**SUPPLIED MATERIAL**

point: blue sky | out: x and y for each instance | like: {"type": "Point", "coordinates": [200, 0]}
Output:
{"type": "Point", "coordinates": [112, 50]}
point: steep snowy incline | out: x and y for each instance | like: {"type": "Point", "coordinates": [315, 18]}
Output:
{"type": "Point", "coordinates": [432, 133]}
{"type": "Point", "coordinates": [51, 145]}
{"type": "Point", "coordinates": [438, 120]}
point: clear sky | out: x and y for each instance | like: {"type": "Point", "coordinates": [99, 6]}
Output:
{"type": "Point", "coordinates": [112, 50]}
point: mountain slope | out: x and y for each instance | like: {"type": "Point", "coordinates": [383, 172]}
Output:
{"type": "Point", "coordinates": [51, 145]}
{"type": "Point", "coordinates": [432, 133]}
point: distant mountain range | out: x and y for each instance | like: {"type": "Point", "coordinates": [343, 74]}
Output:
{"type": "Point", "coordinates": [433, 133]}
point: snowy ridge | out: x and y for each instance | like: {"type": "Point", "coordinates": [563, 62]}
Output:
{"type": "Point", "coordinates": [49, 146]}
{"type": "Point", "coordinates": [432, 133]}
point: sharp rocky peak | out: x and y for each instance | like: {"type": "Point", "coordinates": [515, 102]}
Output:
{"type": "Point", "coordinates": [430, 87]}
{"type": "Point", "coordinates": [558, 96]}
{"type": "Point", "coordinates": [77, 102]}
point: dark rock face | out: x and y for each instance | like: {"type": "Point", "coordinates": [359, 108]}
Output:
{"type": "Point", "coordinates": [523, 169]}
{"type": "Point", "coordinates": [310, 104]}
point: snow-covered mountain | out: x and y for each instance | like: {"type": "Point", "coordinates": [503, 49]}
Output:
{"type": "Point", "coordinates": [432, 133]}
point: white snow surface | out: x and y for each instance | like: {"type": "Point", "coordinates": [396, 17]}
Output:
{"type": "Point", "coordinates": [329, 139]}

**WORK INSTRUCTIONS**
Format all of the items above as a two-column CSV with the header columns item and response, one row per item. Put each item's text and its answer in their own quoted fields, and replace any line breaks inside a field with spaces.

**REPLY**
item,response
"point: blue sky | out: x and y for each instance | like: {""type"": ""Point"", ""coordinates"": [200, 0]} Output:","{""type"": ""Point"", ""coordinates"": [112, 50]}"
"point: steep snowy incline | out: x and y for each instance | like: {""type"": ""Point"", ""coordinates"": [315, 18]} Output:","{""type"": ""Point"", ""coordinates"": [432, 133]} {""type"": ""Point"", ""coordinates"": [51, 145]} {""type"": ""Point"", ""coordinates"": [438, 120]}"
"point: clear sky | out: x and y for each instance | like: {""type"": ""Point"", ""coordinates"": [99, 6]} Output:","{""type"": ""Point"", ""coordinates"": [112, 50]}"
"point: mountain slope | out: x and y for each instance | like: {""type"": ""Point"", ""coordinates"": [383, 172]} Output:","{""type"": ""Point"", ""coordinates"": [51, 145]} {""type"": ""Point"", ""coordinates"": [432, 133]}"
"point: distant mountain range | out: x and y for each instance | like: {""type"": ""Point"", ""coordinates"": [343, 74]} Output:","{""type"": ""Point"", ""coordinates"": [433, 133]}"
"point: snowy ridge | out: x and y for each instance | like: {""type"": ""Point"", ""coordinates"": [563, 62]} Output:","{""type"": ""Point"", ""coordinates"": [49, 146]} {""type"": ""Point"", ""coordinates"": [432, 133]}"
"point: sharp rocky peak | out: x and y for each instance | like: {""type"": ""Point"", ""coordinates"": [515, 102]} Output:","{""type"": ""Point"", ""coordinates"": [430, 87]} {""type"": ""Point"", ""coordinates"": [558, 96]} {""type"": ""Point"", ""coordinates"": [77, 102]}"
"point: dark rock face | out: x and y for each instance | like: {""type"": ""Point"", ""coordinates"": [359, 108]} Output:","{""type"": ""Point"", ""coordinates"": [523, 169]} {""type"": ""Point"", ""coordinates"": [310, 104]}"
"point: snow-covered mountain | out: x and y for each instance | like: {""type"": ""Point"", ""coordinates"": [503, 49]} Output:","{""type"": ""Point"", ""coordinates"": [432, 133]}"
"point: white snow surface | out: x and y for each instance | like: {""type"": ""Point"", ""coordinates"": [396, 17]} Output:","{""type"": ""Point"", ""coordinates"": [329, 139]}"